Die nach Ansicht des Landgerichts vorzunehmende nahezu "dingliche" Rückabwicklung begegnet vorliegend schon deshalb durchgreifenden Bedenken, weil die einzelnen Einzahlungen auf ein bestimmtes Konto ihre rechtliche Selbständigkeit und vor allem aber ihre Unterscheidbarkeit im Augenblick der Buchung verlieren. So wird unter Zugrundelegung der Rechtsansicht des Landgerichts die Situation nahezu unlösbar, in der von einem derartigen Konto Abbuchungen oder Abhebungen erfolgt sind. Gerade in Verfahren wie dem vorliegenden mit einer Vielzahl von aufgrund einer Tat (im prozessualen Sinne) geschädigten Personen zeigt sich vielmehr, daß dieser Sichtweise nicht zu folgen ist. Bei Verwendung mehrerer Konten, auf die die Geschädigten Einzahlungen vorgenommen haben, dürfte es im Regelfall dem Zufall überlassen sein, auf welchem Konto Zugriffsmasse sichergestellt werden kann. Insoweit erscheint es schon nicht sachgerecht, bestimmte Geschädigte von der Möglichkeit auszunehmen, ihre Rechte durch Stellung von Anträgen auf Zulassung der Zwangsvollstreckung zu wahren. Die gesetzliche Ausgestaltung des insoweit vorgeschriebenen Verfahrens, insbesondere die Mitteilungspflichten nach § 111 e Abs. 3, 4 StPO und das Erfordernis des Antrags auf Zulassung der Zwangsvollstreckung gemäß § 111 g Abs. 2 StPO, zeigt, daß sich die Zugriffsmöglichkeit auf den beschlagnahmten Vermögenswert nach dem gesetzgeberischen Willen allein danach richtet, wer aufgrund der Zulassungsentscheidung zeitlich vorrangig seine Rechte durchgesetzt hat.

▶ _Untersuchte Daten_
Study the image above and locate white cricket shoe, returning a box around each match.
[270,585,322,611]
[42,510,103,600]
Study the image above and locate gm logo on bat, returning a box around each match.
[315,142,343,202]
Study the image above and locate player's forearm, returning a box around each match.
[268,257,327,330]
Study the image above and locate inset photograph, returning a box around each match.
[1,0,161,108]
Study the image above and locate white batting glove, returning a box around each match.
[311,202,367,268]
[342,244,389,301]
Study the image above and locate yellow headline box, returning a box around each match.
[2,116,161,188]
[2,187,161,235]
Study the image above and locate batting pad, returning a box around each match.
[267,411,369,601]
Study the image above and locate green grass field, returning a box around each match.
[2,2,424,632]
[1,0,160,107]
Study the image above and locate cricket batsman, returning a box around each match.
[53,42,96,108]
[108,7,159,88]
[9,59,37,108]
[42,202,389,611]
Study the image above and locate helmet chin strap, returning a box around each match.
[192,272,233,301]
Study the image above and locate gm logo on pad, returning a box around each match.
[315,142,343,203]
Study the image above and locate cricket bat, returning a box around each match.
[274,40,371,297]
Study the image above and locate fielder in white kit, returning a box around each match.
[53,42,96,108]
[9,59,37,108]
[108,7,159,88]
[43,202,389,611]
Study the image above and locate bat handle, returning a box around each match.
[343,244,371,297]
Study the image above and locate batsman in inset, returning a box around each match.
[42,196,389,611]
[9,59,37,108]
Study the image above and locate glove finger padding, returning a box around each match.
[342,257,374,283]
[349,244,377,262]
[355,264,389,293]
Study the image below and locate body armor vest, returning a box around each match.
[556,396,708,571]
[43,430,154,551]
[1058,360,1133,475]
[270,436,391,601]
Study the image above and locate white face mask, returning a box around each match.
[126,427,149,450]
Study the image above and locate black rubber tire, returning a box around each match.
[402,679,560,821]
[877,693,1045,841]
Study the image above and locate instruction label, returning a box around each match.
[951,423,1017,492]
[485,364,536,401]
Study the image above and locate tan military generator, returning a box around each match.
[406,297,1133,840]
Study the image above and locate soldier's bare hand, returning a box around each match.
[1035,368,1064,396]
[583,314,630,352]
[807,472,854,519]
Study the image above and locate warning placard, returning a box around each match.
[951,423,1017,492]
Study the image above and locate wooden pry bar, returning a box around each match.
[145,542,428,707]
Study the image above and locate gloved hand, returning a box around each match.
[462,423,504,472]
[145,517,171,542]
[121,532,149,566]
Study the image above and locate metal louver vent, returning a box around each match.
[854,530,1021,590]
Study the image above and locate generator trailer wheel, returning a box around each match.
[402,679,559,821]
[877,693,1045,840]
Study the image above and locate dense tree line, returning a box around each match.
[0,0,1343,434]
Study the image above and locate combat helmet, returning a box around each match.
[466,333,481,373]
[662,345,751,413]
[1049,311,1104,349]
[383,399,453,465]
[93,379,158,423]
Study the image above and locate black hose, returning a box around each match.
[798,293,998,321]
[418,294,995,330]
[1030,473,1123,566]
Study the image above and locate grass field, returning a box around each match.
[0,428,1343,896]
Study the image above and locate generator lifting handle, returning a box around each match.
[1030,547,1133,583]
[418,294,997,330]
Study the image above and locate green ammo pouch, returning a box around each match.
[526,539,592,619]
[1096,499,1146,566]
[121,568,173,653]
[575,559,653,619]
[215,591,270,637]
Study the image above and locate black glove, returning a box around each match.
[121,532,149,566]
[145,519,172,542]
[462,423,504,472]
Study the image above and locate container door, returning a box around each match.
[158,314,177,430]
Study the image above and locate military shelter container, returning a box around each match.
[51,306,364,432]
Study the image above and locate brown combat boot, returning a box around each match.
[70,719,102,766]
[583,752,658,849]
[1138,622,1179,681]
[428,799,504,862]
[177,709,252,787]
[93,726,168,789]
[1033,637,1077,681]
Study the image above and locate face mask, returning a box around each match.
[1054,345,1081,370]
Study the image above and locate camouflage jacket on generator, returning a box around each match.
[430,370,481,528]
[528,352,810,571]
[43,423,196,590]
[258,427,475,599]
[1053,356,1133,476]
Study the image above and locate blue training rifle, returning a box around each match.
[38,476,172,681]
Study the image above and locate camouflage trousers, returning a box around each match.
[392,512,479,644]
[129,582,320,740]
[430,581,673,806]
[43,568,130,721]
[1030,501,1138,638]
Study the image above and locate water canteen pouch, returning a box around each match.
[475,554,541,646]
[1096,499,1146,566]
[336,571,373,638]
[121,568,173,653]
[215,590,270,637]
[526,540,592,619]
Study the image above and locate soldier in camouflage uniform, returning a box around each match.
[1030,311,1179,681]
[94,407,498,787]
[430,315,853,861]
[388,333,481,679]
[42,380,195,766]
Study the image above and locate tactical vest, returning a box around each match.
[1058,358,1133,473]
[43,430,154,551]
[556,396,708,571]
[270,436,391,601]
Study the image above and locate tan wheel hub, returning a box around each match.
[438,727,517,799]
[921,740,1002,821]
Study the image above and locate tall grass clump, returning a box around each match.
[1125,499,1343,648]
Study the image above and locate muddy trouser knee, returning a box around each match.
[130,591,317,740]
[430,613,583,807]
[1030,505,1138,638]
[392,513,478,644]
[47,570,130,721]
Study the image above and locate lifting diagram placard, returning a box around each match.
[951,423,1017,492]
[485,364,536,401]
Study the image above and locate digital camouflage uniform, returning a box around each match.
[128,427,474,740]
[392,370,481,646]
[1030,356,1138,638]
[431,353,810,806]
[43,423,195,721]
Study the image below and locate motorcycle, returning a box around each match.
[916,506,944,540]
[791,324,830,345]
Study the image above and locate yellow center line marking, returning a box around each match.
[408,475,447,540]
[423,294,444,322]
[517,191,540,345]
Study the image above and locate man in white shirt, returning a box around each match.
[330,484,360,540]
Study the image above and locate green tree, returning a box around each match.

▶ _Aufgabenstellung_
Beantworten Sie anhand des Studientexts die folgenden Fragen:
(a) In welchem Augenblick verlieren die einzelnen Einzahlungen auf ein Konto ihre Unterscheidbarkeit?
(b) Welche Vorschrift der StPO verlangt den Antrag auf Zulassung der Zwangsvollstreckung?
(c) Wem ist es bei Verwendung mehrerer Konten im Regelfall überlassen, auf welchem Konto Zugriffsmasse sichergestellt werden kann?

▶ _Lösung_
(a) Im Augenblick der Buchung.
(b) § 111 g Abs. 2 StPO.
(c) Dem Zufall.